▸ About this exercise:
Would you count how many lines of the material below hold the string "Task"? Give only the number.

▸ Source information:
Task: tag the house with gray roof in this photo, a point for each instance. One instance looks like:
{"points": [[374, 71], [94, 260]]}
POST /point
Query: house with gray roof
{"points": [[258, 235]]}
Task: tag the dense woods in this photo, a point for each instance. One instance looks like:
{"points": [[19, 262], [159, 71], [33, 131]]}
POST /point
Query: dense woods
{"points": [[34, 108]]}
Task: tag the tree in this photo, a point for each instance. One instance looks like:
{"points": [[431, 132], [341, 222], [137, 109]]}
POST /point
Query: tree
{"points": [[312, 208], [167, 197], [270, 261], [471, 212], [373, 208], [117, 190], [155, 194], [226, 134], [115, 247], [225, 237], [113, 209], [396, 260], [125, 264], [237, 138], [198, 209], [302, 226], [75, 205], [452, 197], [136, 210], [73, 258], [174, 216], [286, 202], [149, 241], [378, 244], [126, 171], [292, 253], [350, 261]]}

--

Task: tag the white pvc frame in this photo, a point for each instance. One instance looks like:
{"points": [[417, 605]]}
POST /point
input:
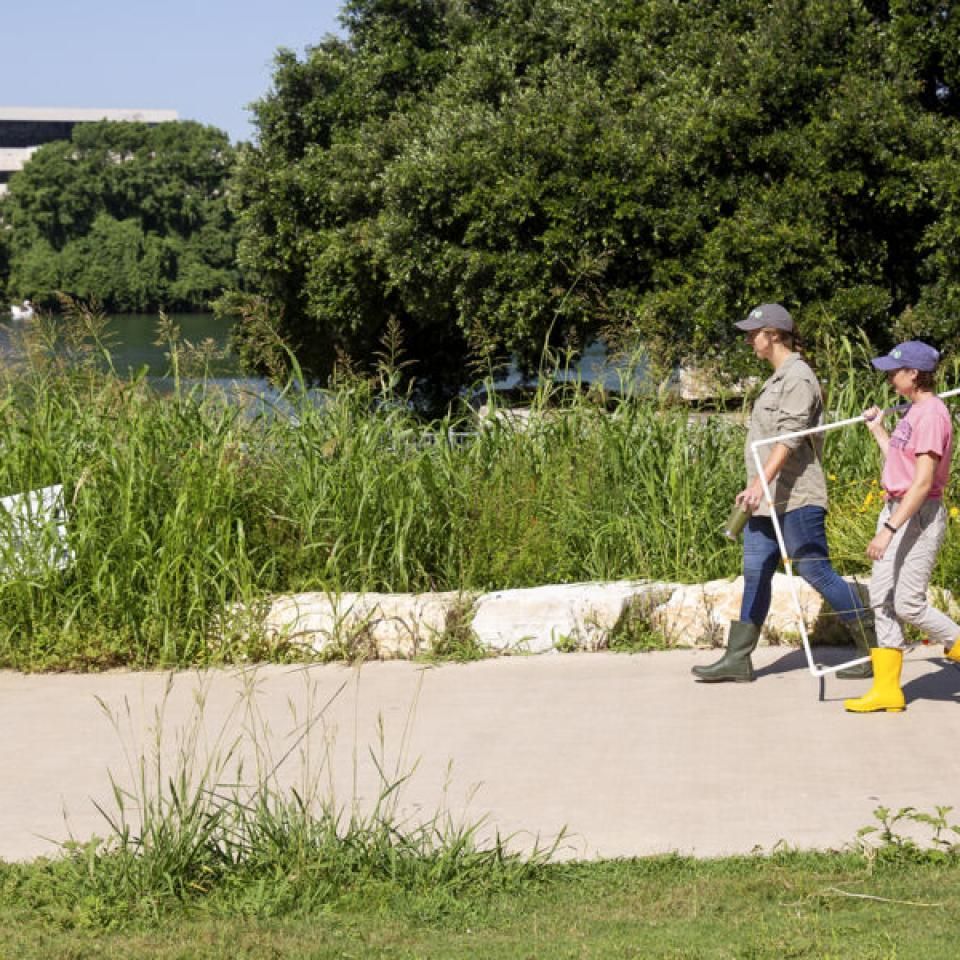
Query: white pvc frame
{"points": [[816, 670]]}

▸ Output for this exercise:
4